## Prompt
In how many lines of these records does the word "reflection" appear? Give the number by itself.

═══ Material supplied ═══

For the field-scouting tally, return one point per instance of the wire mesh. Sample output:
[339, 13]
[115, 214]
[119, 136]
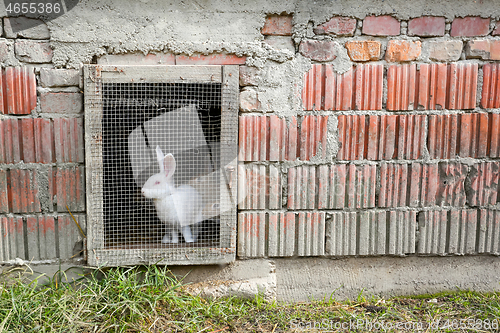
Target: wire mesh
[157, 157]
[178, 207]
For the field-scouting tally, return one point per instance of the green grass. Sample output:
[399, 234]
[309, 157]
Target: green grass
[151, 300]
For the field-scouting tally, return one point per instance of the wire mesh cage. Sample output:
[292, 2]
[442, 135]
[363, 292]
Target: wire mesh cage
[160, 157]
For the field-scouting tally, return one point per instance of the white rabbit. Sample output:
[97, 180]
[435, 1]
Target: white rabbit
[180, 206]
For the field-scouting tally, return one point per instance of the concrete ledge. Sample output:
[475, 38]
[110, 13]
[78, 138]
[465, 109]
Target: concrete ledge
[305, 279]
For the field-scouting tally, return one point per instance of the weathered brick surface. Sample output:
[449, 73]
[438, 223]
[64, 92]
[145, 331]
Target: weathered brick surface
[69, 187]
[4, 198]
[470, 26]
[280, 43]
[15, 27]
[381, 137]
[483, 184]
[249, 76]
[213, 59]
[340, 26]
[32, 51]
[325, 90]
[251, 235]
[466, 135]
[485, 49]
[490, 97]
[448, 50]
[249, 100]
[403, 50]
[259, 187]
[318, 50]
[433, 87]
[426, 26]
[23, 191]
[137, 59]
[18, 90]
[371, 233]
[280, 25]
[50, 77]
[496, 31]
[68, 135]
[381, 26]
[6, 50]
[363, 50]
[342, 186]
[488, 227]
[270, 138]
[65, 103]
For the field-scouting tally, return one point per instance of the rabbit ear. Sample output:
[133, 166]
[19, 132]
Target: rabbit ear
[160, 157]
[169, 165]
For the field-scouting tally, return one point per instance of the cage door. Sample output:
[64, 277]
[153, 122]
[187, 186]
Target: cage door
[161, 150]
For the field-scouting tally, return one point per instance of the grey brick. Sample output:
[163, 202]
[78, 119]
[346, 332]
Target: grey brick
[50, 77]
[33, 51]
[26, 27]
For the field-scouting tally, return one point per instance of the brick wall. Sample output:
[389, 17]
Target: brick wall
[413, 128]
[398, 154]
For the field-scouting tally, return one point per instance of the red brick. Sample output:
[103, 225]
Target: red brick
[318, 50]
[68, 136]
[213, 59]
[424, 180]
[249, 76]
[490, 97]
[403, 50]
[18, 90]
[33, 51]
[268, 138]
[426, 26]
[438, 86]
[4, 199]
[67, 103]
[496, 31]
[133, 59]
[401, 87]
[381, 137]
[10, 151]
[474, 135]
[368, 86]
[381, 26]
[251, 235]
[462, 82]
[486, 49]
[445, 50]
[28, 140]
[313, 135]
[70, 189]
[483, 184]
[470, 26]
[324, 89]
[278, 25]
[422, 185]
[394, 183]
[302, 187]
[44, 141]
[340, 26]
[363, 50]
[249, 100]
[451, 189]
[23, 189]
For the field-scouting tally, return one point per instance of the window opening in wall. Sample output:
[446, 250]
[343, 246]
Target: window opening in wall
[157, 170]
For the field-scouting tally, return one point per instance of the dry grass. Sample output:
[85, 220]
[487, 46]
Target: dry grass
[150, 300]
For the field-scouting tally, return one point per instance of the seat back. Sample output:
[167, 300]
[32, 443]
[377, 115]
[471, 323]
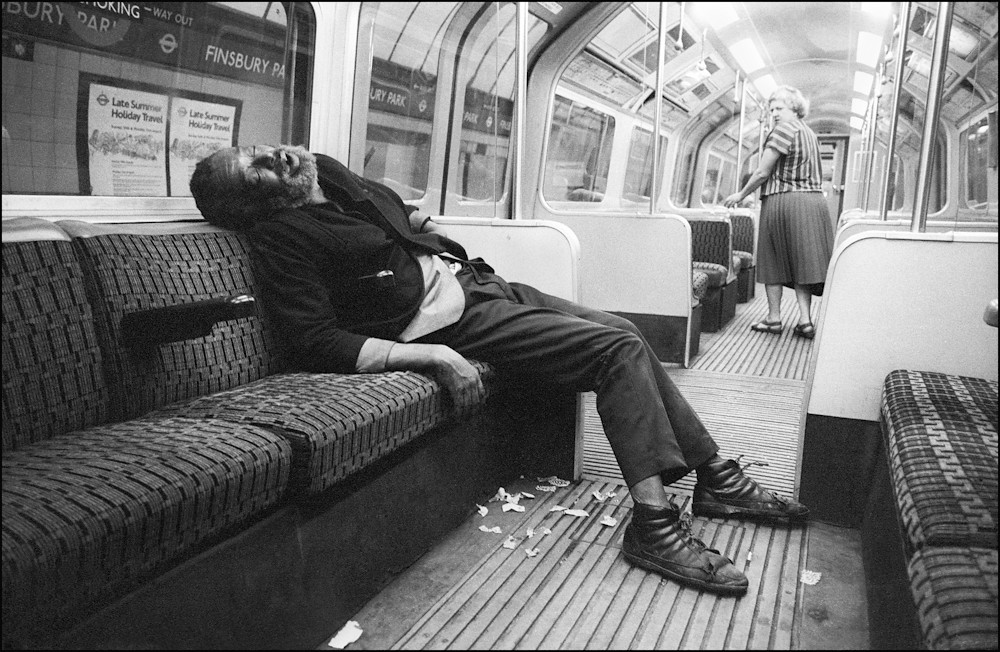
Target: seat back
[53, 375]
[131, 268]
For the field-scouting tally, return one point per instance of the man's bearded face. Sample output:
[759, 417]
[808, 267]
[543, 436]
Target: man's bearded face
[284, 175]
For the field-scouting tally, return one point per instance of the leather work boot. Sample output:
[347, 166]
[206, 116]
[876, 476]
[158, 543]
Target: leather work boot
[724, 490]
[658, 539]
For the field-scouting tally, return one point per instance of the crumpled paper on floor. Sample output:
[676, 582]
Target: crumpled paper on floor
[349, 633]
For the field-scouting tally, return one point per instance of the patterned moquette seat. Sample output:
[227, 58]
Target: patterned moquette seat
[941, 443]
[955, 592]
[337, 424]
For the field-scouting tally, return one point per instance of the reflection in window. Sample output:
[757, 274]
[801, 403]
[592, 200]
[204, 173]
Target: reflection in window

═══

## Result of this exercise
2